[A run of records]
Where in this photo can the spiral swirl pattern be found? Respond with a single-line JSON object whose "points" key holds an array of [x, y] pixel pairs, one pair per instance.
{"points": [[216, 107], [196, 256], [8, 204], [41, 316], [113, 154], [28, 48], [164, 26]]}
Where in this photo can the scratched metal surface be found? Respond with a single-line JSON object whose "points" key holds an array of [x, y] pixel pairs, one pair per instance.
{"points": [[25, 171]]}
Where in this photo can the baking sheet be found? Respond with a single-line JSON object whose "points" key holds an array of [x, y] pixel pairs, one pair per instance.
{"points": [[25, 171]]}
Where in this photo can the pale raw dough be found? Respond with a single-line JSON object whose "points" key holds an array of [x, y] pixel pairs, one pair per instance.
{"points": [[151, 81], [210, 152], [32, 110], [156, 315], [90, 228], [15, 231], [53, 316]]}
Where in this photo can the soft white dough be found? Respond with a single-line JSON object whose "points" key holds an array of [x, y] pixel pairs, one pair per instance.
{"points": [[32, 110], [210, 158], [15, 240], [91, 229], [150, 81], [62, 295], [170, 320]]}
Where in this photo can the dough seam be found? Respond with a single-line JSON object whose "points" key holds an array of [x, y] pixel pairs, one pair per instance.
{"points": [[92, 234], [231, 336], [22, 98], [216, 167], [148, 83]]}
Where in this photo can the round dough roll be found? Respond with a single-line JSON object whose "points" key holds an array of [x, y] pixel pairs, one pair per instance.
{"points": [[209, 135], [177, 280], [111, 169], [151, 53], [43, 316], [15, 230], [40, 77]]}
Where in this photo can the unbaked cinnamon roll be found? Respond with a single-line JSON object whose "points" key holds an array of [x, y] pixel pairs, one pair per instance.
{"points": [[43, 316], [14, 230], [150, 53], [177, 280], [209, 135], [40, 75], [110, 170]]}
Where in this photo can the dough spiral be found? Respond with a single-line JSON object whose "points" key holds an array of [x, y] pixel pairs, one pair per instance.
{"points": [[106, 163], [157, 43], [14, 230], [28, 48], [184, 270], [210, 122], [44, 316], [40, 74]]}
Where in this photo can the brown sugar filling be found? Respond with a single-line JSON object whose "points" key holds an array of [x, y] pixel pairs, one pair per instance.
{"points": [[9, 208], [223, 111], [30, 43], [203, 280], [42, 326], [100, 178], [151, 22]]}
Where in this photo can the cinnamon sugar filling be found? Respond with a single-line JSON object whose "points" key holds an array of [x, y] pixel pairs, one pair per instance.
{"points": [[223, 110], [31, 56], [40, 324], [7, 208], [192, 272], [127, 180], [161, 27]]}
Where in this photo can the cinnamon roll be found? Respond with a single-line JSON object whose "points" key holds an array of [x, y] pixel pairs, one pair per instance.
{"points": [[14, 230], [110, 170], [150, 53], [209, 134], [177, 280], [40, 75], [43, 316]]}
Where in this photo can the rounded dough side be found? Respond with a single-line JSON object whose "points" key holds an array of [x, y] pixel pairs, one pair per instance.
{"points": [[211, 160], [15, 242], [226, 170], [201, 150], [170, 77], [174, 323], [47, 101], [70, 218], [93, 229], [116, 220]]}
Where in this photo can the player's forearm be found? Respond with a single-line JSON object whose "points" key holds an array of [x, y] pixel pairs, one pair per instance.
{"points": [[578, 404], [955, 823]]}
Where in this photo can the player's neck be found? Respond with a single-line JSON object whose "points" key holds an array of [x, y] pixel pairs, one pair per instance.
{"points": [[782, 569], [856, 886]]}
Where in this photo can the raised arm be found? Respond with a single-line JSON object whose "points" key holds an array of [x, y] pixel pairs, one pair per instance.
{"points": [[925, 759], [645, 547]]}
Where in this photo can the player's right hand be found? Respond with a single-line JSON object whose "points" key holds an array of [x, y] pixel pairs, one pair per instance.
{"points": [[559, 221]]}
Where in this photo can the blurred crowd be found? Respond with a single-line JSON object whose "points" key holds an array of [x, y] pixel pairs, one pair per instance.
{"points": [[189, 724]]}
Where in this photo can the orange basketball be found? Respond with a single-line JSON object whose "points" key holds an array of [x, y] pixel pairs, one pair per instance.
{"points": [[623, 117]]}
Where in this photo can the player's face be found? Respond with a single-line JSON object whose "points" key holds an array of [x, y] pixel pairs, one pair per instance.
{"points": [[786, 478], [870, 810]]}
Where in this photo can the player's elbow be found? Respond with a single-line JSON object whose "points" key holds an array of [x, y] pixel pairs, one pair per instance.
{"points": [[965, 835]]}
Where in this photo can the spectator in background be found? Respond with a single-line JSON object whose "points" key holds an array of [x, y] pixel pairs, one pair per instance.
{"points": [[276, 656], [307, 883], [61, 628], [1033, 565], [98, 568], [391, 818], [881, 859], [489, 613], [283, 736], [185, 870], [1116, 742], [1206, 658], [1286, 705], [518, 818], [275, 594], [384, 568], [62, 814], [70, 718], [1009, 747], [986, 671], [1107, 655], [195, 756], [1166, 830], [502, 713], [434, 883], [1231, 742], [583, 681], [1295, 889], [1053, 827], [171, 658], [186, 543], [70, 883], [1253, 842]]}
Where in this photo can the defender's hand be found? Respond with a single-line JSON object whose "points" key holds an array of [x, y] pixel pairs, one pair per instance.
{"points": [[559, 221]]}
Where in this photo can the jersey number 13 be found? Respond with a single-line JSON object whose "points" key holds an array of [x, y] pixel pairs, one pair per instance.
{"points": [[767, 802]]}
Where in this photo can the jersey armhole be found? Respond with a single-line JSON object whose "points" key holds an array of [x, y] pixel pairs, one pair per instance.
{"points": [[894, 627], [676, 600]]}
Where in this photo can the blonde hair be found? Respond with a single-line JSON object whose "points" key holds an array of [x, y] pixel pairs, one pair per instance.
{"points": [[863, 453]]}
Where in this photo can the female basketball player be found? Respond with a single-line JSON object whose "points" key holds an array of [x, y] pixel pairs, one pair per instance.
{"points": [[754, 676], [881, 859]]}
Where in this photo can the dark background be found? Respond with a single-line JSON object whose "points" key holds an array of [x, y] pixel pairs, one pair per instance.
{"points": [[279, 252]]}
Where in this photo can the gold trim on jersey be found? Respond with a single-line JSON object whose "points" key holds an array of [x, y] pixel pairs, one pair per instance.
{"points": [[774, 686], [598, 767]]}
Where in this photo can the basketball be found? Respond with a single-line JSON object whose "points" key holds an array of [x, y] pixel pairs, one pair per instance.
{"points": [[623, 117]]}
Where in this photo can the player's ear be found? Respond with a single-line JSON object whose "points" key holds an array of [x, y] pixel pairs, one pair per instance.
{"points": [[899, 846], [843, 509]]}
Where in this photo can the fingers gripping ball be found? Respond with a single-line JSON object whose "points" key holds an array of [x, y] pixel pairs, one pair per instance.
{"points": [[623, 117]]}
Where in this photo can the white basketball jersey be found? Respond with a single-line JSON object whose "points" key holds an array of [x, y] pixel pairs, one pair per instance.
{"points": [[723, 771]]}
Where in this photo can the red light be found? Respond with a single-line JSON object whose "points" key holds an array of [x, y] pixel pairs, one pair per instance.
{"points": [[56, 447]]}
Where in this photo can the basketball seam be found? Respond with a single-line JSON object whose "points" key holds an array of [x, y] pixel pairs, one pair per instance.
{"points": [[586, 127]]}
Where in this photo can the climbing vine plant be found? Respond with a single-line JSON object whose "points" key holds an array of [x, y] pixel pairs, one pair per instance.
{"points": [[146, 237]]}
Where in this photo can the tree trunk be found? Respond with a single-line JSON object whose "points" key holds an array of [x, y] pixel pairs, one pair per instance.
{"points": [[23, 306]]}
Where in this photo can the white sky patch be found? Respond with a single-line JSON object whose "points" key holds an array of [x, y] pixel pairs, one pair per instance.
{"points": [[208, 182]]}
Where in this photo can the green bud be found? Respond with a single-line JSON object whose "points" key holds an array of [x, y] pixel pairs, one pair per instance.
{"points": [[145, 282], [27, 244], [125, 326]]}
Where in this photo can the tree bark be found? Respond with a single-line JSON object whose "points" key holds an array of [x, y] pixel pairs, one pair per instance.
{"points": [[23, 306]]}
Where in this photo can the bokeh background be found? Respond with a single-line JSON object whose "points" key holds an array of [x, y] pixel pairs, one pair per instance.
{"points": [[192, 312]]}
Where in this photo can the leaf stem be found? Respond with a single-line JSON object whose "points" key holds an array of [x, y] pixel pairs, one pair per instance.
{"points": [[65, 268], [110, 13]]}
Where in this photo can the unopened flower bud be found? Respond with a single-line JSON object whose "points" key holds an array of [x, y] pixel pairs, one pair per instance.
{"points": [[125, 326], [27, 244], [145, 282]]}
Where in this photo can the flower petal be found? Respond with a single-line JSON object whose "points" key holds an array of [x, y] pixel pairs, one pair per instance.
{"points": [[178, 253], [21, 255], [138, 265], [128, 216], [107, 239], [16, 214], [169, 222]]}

### What to work on
Output the line containing "Where in this photo can the tree trunk" and all lines after it to the end of the records, exactly as given.

### Completed task
Where in this photo can the tree trunk be found? Respond with a single-line JSON object whose "points" key holds an array of [x, y] pixel pairs, one pair per instance.
{"points": [[23, 306]]}
Where in this photo can the white sky patch be found? Respond with a single-line JSON object whose "points" key holds an array of [x, y] pixel pairs, one pair per instance.
{"points": [[208, 182]]}
Where in this photo can the green bud be found? Respond with a single-line JSON object whose "points" key holds an array of [x, y] pixel pairs, one pair per instance.
{"points": [[145, 282], [27, 244], [125, 326]]}
Where in this photo can the tree bark be found? Respond with a single-line JSON object whose "points" key holds an array of [x, y] pixel pairs, one pair per instance.
{"points": [[23, 306]]}
Where in this photo can the bokeh background be found? Respond with a single-line JSON object whose "points" key holds an array of [x, y] pixel pairs, one pair per instance.
{"points": [[192, 312]]}
Where in this photo can the leaf stem be found? Respond with a single-line JSON object whose "points" key holds an array of [x, y] pixel pairs, one pair per instance.
{"points": [[65, 268], [110, 13]]}
Where in this photo can the unopened flower bud be found? Respond with a single-line JSON object whose "points" key holds an array of [x, y] pixel pairs, one pair per instance.
{"points": [[125, 326], [27, 244], [145, 282]]}
Where in this photo can the flower petal be found? Respond with a single-line JSON object whose "points" key holds an array of [x, y] pixel pairs, one pair per instance.
{"points": [[178, 253], [21, 255], [138, 265], [128, 216], [107, 239], [16, 214], [169, 222]]}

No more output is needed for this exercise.